CONSIGNE —
Rédigez la suite de l'article consacré à Tessa Thompson, reproduit ci-dessous, en reprenant juste après sa dernière phrase.

TEXTE À ANALYSER —

:::

Pourtant, elle ne se considère pas comme une activiste. « Je n’y dédie pas mes jours et mes nuits… Mais j’ai une plate-forme qui me permet d’être entendue, alors pourquoi ne pas l’utiliser pour attirer l’attention sur la situation actuelle ? », explique-t-elle depuis Los Angeles pendant notre conversation sur Zoom. « Je ne peux pas ignorer ce qui se passe dans le monde aujourd’hui. » Bien qu’elle ne s’estime pas une activiste, elle joue de son statut de star pour attirer l’attention sur les sujets qui comptent réellement. Après la mort de George Floyd et les premières manifestations du mouvement Black Lives Matter, Tessa Thompson et l’acteur Kendrick Sampson ont publié une lettre, co-signée par plus de 300 professionnels de l’industrie du cinéma, qui appelle Hollywood à retirer son soutien à la police et à investir dans les communautés de couleur. En 2019, elle était à l’initiative du #4PercentChallenge, organisée par Time’s Up et l’Annenberg Inclusion Initiative, qui encourage les personnalités d’Hollywood à travailler avec une réalisatrice, en particulier de couleur, dans les prochains 18 mois. Kerry Washington, Amy Schumer et Janet Mock se sont immédiatement ralliées à sa cause. Tessa a également participé à Pass The Mic : un challenge pour lequel les célébrités mettent leur plate-forme à disposition d’experts. L’actrice a donc prêté son compte Instagram avec 3 millions d’abonnés à Helene Gayle, PDG du Chicago Community Trust, pour qu’elle explique les effets disproportionnés du COVID sur les communautés de couleur aux États-Unis.

« C’est ma vie, et je tiens à ce que mes VALEURS s’alignent avec mon écosystème CRÉATIF »

Cette photo : robe MM6 Maison Margiela ; col roulé Cushnie. Photo d'ouverture : chemise et pantalon Christopher John Rogers ; sandales By Far.
Soutien-gorge The Great Eros ; veste Bottega Veneta ; pantalon Cushnie ; chapeau Eugenia Kim ; boucles d'oreilles Loren Stewart.

:::

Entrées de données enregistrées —
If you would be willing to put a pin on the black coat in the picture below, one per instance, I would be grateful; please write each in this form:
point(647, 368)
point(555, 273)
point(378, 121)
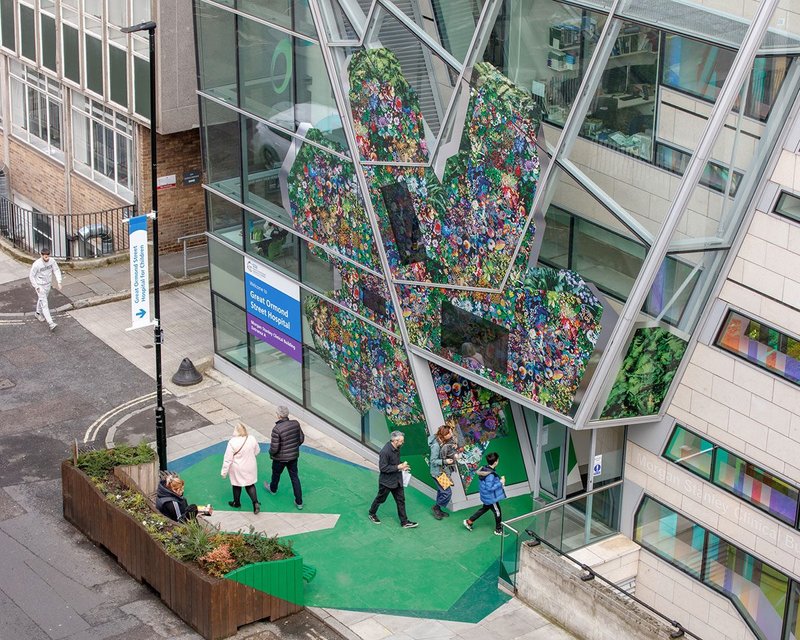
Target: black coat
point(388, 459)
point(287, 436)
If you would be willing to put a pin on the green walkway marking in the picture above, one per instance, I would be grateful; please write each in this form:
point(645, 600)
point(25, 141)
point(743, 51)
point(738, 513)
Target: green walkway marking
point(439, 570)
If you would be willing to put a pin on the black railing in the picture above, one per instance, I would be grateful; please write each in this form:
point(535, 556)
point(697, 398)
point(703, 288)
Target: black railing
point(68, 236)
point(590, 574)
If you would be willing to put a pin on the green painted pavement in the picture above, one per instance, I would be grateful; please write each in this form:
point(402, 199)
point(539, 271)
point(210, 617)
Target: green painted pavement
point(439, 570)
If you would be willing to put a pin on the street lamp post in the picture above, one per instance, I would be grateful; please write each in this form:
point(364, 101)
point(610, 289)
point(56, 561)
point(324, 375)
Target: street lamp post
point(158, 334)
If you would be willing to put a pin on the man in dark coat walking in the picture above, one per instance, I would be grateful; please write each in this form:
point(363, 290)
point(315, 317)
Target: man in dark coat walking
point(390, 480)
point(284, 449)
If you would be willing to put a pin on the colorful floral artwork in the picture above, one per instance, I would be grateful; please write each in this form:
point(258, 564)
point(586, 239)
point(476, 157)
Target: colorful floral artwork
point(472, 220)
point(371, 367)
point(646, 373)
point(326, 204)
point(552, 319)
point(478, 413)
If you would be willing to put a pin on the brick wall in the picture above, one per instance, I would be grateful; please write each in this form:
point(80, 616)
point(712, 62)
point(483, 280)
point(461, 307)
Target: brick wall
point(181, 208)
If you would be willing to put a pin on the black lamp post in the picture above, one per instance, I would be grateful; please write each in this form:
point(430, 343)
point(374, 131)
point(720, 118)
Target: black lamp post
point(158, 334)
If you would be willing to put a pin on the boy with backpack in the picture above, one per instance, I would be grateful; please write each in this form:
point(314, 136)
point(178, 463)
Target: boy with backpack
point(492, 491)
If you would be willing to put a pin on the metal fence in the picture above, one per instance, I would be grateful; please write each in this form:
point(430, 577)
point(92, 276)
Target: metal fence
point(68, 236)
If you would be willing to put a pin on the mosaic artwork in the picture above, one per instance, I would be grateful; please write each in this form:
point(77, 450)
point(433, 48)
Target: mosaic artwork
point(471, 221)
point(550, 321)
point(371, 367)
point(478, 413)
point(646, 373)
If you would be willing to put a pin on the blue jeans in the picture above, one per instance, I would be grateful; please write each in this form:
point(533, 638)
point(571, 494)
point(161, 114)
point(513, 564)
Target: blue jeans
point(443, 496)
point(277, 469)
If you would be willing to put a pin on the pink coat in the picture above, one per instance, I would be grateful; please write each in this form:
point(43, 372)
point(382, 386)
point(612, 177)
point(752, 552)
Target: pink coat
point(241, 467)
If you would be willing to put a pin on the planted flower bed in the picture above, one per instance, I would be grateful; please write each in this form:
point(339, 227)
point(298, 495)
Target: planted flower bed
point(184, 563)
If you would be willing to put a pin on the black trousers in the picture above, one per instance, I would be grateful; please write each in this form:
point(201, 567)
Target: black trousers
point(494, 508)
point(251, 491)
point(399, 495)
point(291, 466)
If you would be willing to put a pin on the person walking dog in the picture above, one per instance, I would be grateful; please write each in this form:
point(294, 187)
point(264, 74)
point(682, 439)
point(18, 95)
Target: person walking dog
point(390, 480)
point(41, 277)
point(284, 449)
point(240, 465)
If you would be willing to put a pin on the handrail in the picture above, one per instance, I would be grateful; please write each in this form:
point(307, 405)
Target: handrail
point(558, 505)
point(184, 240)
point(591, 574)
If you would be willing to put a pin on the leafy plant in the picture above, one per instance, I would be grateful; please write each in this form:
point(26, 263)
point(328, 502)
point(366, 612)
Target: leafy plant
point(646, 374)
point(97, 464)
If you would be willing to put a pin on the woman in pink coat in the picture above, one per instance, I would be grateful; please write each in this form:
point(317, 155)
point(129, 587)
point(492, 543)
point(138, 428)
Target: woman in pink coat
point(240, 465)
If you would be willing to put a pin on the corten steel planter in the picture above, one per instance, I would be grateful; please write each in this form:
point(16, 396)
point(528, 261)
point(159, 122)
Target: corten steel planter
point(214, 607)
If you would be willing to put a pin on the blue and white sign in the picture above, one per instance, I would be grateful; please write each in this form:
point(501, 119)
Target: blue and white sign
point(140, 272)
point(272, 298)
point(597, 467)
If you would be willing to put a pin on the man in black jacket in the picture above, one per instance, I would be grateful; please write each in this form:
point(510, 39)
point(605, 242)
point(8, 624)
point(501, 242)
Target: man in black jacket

:::

RÉPONSE PRODUITE —
« Je ne pense pas qu’un artiste se doive de faire changer les choses », avoue-t-elle. « En ce qui me concerne, c’est quelque chose d’instinctif. Même s’il existe un risque, pouvoir exprimer mon opinion en vaut toujours la peine. Je continue d’apprendre à m’investir dans ces causes et à passer le micro à ceux qui en savent plus que moi. »

Quand je lui demande si la peur de perdre un emploi l’a parfois empêchée de prendre la parole, elle est très claire : « Si qui que ce soit ne voulait pas travailler avec moi parce que je me bats pour que la vie, la valeur et la dignité des personnes de couleur soient défendues… Je n’aurais vraiment aucune envie de travailler avec ces personnes de toute façon. C’est ma vie, et il est important que mes valeurs s’alignent avec mon écosystème créatif. »

En plus de sa carrière florissante et de ses engagements philanthropiques, Tessa trouve le temps pour des choses plus légères. Son Instagram en est la preuve : des photos de Björk, John Waters, Kelis, Nina Simone et Eartha Kitt témoignent de ses intérêts musicaux. Elle est aussi une grande admiratrice de l’émission RuPaul’s Drag Race, et a même fait une apparition dans la dernière saison, où elle a pu féliciter en personne la dernière gagnante, Shea Couleé.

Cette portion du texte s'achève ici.